◆ Extracted text:
>> start
The addition of sweet apple tones down the sharpness of the green berries in this oaty baked pudding

Provided by Sarah Cook

Categories     Dessert

Time 1h40m

Number Of Ingredients 13

5 eating apples
zest 1 lemon , plus juice ½ lemon
100g golden caster sugar (use 1-2 tbsp less if using sweeter red gooseberries)
2 tsp cornflour
1kg gooseberry , topped and tailed
cream, vanilla ice cream or custard , to serve
100g golden syrup
100g butter
100g demerara sugar
175g jumbo oats
175g plain flour
100g rolled oats
50g hazelnut , finely chopped

Steps:

  • First, make the topping. Heat oven to 160C/140C fan/gas 3. Melt the syrup and butter together in a small saucepan. Mix the dry ingredients, tip into the melted butter mixture, and stir through well. Scatter over a baking sheet and cook for 20 mins until golden, then fork through, turning, and cook for 5 mins more until all sides are crisping. Can now be cooled and kept in an airtight container for up to 3 days, or frozen in a food bag.
>> end
◆ Exercise set:
(1) Answer these from the gooseberry pudding recipe:
(a) Who provided the recipe?
(b) What total time does the recipe list?
(c) To what oven temperature does the first step say to heat the oven?
(2) In the gooseberry pudding recipe, which ingredients are listed at 100g each?

◆ Supplied material:
>> start
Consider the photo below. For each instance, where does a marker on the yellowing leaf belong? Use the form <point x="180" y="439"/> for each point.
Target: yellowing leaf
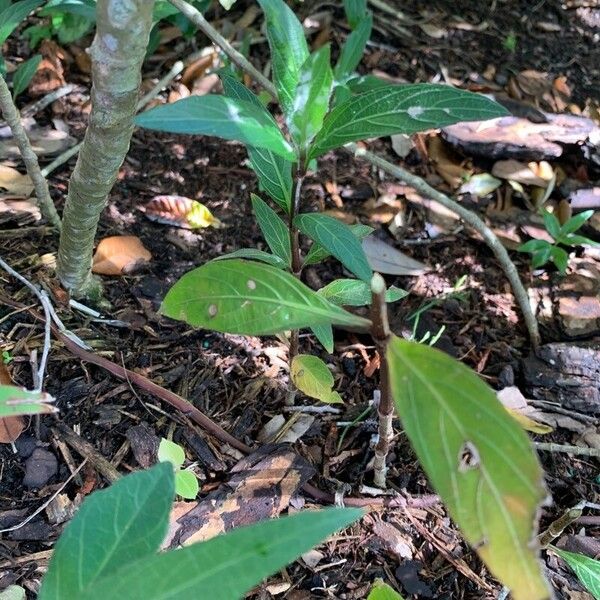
>> end
◆ Replies:
(1)
(a) Sarah Cook
(b) 1h40m
(c) 160C/140C fan/gas 3

(2)
- golden caster sugar
- golden syrup
- butter
- demerara sugar
- rolled oats